> _DIRECTIONS_:
Convert all the rows below into a JSON list of strings, with one string per line and no blank lines.

> _DATA TO PROCESS_:
++++

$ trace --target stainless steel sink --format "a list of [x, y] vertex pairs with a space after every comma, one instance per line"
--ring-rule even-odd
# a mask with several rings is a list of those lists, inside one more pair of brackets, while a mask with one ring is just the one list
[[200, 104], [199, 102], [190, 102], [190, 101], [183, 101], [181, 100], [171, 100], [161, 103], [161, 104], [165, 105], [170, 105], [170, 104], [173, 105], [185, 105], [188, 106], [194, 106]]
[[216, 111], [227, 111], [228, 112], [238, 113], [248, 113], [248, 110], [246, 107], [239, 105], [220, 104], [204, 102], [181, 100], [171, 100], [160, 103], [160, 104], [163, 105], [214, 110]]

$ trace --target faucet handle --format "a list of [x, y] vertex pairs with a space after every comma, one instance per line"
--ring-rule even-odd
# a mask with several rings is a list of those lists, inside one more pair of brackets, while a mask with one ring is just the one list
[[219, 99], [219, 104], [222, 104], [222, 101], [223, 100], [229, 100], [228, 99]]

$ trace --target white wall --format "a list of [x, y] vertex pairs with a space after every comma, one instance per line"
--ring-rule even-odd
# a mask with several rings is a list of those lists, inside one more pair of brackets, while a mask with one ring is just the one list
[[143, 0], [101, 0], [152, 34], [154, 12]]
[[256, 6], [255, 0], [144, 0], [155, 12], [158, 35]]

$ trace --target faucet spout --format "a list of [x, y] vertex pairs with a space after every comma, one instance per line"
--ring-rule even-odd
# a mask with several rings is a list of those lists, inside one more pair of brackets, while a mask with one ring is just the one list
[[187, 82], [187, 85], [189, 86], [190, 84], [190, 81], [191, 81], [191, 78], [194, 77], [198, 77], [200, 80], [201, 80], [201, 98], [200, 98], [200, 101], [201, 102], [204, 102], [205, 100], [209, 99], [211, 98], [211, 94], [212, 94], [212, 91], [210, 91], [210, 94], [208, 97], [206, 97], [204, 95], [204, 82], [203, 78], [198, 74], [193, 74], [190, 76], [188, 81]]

++++

> _FULL OUTPUT_:
[
  "$ trace --target stainless steel sink --format \"a list of [x, y] vertex pairs with a space after every comma, one instance per line\"",
  "--ring-rule even-odd",
  "# a mask with several rings is a list of those lists, inside one more pair of brackets, while a mask with one ring is just the one list",
  "[[200, 104], [199, 102], [190, 102], [190, 101], [183, 101], [181, 100], [171, 100], [161, 103], [161, 104], [165, 105], [170, 105], [170, 104], [173, 105], [185, 105], [188, 106], [194, 106]]",
  "[[216, 111], [227, 111], [228, 112], [238, 113], [248, 113], [248, 110], [246, 107], [239, 105], [220, 104], [204, 102], [181, 100], [171, 100], [160, 103], [160, 104], [163, 105], [214, 110]]",
  "$ trace --target faucet handle --format \"a list of [x, y] vertex pairs with a space after every comma, one instance per line\"",
  "--ring-rule even-odd",
  "# a mask with several rings is a list of those lists, inside one more pair of brackets, while a mask with one ring is just the one list",
  "[[219, 99], [219, 104], [222, 104], [222, 101], [223, 100], [229, 100], [228, 99]]",
  "$ trace --target white wall --format \"a list of [x, y] vertex pairs with a space after every comma, one instance per line\"",
  "--ring-rule even-odd",
  "# a mask with several rings is a list of those lists, inside one more pair of brackets, while a mask with one ring is just the one list",
  "[[143, 0], [101, 0], [152, 34], [154, 12]]",
  "[[256, 6], [255, 0], [144, 0], [155, 12], [158, 35]]",
  "$ trace --target faucet spout --format \"a list of [x, y] vertex pairs with a space after every comma, one instance per line\"",
  "--ring-rule even-odd",
  "# a mask with several rings is a list of those lists, inside one more pair of brackets, while a mask with one ring is just the one list",
  "[[187, 82], [187, 85], [189, 86], [190, 84], [190, 81], [191, 81], [191, 78], [194, 77], [198, 77], [200, 80], [201, 80], [201, 98], [200, 98], [200, 101], [201, 102], [204, 102], [205, 100], [209, 99], [211, 98], [211, 94], [212, 94], [212, 91], [210, 91], [210, 94], [208, 97], [206, 97], [204, 95], [204, 82], [203, 78], [198, 74], [193, 74], [190, 76], [188, 81]]"
]